TASK DETAILS - For the data below, please report each line where the word "clicks" is found.

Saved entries
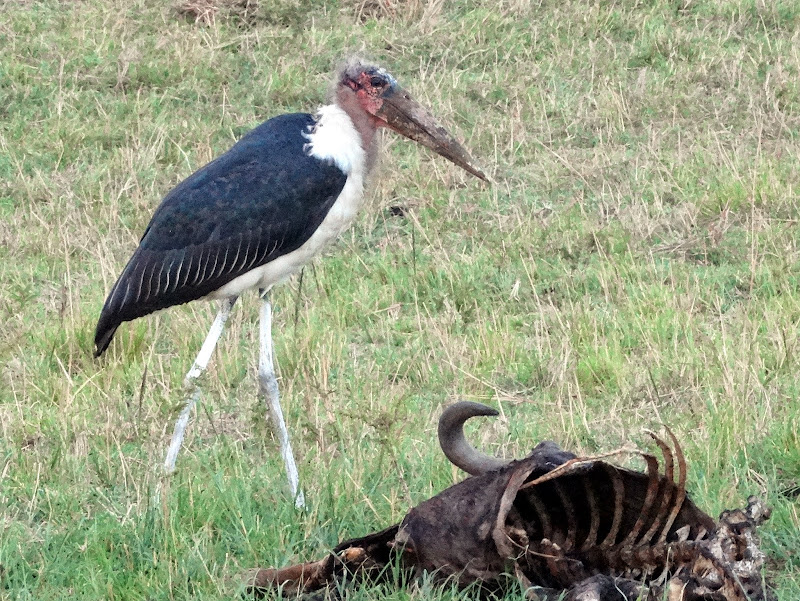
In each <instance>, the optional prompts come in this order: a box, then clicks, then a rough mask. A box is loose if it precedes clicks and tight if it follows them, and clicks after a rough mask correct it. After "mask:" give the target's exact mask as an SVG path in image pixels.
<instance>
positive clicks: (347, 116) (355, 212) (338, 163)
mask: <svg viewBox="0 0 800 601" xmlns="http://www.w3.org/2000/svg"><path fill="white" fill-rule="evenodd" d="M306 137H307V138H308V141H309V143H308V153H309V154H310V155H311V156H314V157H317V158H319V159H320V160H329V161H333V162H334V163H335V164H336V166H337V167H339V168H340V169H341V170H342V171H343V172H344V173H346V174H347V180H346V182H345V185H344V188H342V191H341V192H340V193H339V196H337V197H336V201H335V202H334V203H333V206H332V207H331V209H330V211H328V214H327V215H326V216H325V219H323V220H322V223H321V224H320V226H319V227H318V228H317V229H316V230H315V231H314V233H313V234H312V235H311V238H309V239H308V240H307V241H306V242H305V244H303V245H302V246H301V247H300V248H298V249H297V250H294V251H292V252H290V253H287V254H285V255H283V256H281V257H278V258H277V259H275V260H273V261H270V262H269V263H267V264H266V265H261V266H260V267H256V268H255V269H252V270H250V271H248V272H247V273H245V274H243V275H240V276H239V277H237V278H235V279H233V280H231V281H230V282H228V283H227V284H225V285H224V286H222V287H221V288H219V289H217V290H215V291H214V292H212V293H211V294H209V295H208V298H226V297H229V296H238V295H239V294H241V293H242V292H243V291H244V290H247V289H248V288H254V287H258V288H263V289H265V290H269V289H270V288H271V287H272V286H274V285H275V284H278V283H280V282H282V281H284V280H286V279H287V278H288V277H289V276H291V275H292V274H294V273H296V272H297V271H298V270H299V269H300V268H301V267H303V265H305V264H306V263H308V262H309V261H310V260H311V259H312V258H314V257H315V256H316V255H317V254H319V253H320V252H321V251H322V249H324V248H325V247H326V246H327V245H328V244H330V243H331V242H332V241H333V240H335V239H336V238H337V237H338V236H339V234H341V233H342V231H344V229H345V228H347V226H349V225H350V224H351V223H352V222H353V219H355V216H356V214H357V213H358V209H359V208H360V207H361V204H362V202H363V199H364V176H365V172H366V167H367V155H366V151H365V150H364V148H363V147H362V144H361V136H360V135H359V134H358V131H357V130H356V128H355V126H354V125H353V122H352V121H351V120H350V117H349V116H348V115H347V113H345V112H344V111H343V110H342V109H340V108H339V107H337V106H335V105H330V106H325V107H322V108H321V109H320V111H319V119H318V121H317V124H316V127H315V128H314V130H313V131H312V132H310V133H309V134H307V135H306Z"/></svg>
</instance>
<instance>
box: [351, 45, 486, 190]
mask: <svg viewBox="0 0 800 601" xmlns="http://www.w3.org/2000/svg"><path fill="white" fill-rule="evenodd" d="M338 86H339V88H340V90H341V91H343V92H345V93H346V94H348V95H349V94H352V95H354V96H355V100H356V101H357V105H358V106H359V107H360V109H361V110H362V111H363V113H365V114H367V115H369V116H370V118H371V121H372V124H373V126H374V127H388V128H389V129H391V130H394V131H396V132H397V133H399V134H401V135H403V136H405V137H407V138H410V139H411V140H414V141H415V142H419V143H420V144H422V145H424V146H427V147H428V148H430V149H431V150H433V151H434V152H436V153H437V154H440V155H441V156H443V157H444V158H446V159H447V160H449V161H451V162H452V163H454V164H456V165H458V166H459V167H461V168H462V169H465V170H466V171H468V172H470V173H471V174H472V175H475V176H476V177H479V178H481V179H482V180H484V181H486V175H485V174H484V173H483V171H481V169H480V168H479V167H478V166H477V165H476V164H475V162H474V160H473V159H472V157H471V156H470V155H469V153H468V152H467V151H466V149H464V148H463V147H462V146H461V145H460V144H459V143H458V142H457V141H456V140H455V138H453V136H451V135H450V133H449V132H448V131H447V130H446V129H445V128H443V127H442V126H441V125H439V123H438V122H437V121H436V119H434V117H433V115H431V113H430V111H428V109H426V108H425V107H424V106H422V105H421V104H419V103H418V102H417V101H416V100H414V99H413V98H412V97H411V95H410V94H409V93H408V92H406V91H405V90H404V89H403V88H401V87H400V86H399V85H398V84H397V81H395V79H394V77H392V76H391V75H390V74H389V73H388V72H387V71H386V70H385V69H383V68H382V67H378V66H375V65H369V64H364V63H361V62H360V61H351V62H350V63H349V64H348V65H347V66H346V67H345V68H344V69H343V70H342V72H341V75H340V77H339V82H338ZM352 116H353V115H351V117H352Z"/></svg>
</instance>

SOLUTION TO THIS TASK -
In each <instance>, the optional prompts come in this order: a box, then clicks, then a rough mask. A box is loose if it precedes clicks and tight if it follows them, and clicks after a rough mask correct it. After "mask:" give the target's exact mask as an SVG path in image pixels.
positive clicks: (347, 116) (355, 212) (338, 163)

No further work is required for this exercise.